### WORK REQUEST:
Your answer should be only the lines below from the one with "[locate] the backpack" to the one with "[locate] the person wearing face", repeated exactly, ends included.

Stored records
____________________

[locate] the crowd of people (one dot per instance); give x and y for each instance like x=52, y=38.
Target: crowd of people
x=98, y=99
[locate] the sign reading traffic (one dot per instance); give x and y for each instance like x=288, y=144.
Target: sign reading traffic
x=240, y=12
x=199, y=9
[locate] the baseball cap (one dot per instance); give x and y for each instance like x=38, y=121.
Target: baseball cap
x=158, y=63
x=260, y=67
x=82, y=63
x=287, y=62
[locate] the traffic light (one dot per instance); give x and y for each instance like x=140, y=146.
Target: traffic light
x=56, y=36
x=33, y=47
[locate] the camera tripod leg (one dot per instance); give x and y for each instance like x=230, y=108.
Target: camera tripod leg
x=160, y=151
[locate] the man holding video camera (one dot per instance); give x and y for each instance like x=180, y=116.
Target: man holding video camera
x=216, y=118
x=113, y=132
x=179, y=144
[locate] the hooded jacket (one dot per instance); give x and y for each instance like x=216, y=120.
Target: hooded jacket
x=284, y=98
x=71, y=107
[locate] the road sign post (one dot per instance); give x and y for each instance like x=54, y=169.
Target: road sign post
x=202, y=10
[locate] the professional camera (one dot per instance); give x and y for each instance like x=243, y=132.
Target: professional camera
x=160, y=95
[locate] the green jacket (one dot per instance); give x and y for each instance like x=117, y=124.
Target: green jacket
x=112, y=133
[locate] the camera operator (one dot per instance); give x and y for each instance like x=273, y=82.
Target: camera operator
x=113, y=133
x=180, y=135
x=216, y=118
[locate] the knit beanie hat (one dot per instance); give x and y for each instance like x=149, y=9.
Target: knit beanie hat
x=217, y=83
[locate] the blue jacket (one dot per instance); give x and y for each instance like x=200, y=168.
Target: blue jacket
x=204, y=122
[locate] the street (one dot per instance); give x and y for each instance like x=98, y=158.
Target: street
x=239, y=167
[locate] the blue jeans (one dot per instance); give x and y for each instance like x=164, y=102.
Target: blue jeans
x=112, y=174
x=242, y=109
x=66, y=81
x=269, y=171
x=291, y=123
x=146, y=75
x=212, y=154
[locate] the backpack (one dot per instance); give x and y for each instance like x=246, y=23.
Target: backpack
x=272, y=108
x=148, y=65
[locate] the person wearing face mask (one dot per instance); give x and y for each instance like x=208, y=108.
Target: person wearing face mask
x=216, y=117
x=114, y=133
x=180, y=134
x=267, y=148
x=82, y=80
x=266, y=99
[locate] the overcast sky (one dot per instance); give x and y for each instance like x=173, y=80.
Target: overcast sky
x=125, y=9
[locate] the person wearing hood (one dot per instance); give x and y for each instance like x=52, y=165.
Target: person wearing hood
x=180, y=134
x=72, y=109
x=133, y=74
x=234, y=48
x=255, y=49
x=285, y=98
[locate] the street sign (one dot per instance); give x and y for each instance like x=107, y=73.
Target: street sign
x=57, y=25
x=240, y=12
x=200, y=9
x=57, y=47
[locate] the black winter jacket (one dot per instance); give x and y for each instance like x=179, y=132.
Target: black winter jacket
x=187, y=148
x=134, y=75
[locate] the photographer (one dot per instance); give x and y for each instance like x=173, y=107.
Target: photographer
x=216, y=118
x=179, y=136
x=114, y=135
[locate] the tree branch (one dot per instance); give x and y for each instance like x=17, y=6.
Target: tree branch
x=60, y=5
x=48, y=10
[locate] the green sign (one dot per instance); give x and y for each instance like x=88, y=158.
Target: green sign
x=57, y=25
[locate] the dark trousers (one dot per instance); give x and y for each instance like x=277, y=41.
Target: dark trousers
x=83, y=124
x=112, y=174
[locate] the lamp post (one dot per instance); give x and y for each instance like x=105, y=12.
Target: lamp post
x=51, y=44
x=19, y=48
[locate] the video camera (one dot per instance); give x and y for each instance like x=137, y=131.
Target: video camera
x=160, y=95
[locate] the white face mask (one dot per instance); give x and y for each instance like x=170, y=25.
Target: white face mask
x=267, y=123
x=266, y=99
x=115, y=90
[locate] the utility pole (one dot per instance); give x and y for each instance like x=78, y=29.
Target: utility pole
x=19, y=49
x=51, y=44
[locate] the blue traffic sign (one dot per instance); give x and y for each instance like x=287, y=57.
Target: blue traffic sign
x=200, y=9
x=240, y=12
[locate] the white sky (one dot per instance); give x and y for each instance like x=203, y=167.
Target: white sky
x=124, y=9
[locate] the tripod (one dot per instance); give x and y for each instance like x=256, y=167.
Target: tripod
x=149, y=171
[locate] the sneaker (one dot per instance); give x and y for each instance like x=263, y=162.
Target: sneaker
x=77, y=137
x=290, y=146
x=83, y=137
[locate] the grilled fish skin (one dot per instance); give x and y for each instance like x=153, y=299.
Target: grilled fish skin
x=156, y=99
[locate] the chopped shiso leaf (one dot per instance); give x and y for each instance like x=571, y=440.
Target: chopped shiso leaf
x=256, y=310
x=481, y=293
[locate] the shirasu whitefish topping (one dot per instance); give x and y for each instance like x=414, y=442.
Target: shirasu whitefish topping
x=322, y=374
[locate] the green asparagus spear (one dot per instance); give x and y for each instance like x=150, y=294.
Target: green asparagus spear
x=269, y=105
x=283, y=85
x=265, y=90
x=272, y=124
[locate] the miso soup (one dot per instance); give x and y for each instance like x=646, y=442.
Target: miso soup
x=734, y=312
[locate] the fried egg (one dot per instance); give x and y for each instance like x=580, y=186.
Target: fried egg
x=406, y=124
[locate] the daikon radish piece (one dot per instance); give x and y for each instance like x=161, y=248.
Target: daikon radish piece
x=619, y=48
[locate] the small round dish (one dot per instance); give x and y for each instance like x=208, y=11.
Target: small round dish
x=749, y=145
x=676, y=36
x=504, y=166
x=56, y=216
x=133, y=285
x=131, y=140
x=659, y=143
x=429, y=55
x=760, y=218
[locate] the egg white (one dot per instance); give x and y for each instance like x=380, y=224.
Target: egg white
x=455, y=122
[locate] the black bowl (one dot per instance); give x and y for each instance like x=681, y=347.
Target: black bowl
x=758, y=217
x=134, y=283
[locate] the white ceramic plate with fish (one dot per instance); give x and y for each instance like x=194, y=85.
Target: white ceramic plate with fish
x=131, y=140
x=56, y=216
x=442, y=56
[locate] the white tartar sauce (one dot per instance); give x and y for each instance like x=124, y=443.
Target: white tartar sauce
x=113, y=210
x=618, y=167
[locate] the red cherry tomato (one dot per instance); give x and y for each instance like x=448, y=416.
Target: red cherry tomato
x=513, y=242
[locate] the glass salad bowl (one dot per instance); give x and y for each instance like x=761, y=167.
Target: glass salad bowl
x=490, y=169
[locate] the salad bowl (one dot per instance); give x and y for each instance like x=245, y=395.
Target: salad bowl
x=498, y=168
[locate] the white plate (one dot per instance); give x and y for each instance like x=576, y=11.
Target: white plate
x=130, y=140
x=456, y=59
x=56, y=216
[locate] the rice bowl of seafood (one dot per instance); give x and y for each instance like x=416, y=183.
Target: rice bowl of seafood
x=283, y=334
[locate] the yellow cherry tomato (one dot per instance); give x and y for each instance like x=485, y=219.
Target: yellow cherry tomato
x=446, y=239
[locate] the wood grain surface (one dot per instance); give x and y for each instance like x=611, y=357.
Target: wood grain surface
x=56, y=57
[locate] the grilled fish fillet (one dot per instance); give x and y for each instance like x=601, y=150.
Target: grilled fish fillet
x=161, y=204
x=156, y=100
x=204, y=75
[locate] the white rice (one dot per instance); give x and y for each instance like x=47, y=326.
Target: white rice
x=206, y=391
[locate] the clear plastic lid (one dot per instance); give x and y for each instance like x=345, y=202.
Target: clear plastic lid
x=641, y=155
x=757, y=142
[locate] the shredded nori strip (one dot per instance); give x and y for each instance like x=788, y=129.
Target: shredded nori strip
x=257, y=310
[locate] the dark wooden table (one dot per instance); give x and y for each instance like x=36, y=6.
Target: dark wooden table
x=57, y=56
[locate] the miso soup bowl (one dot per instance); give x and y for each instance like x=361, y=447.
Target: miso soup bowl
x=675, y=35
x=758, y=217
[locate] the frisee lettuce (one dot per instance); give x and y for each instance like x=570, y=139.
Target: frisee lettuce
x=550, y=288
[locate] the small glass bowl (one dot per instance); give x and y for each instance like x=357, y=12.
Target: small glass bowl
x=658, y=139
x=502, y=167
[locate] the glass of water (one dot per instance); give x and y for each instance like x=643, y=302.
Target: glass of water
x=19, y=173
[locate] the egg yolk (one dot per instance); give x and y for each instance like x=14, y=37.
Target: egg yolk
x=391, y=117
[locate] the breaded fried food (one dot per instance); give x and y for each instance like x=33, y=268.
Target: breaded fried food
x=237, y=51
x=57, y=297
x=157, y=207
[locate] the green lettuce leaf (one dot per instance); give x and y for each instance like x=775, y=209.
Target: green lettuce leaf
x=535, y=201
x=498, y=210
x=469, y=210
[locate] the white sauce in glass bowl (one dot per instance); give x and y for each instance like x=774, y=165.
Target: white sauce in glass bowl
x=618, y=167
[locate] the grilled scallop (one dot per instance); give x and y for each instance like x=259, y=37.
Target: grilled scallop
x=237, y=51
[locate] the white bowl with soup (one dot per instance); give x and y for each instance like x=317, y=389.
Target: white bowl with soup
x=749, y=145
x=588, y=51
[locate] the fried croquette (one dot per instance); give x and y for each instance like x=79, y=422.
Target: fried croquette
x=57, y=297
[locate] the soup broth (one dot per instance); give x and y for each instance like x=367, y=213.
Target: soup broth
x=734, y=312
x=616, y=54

____________________

### TASK SOLUTION:
[locate] the backpack (one dot per instance); give x and y for each instance like x=246, y=23.
Target: backpack
x=272, y=108
x=148, y=65
[locate] the person wearing face mask (one dot per instance); give x and y for each instance like x=208, y=108.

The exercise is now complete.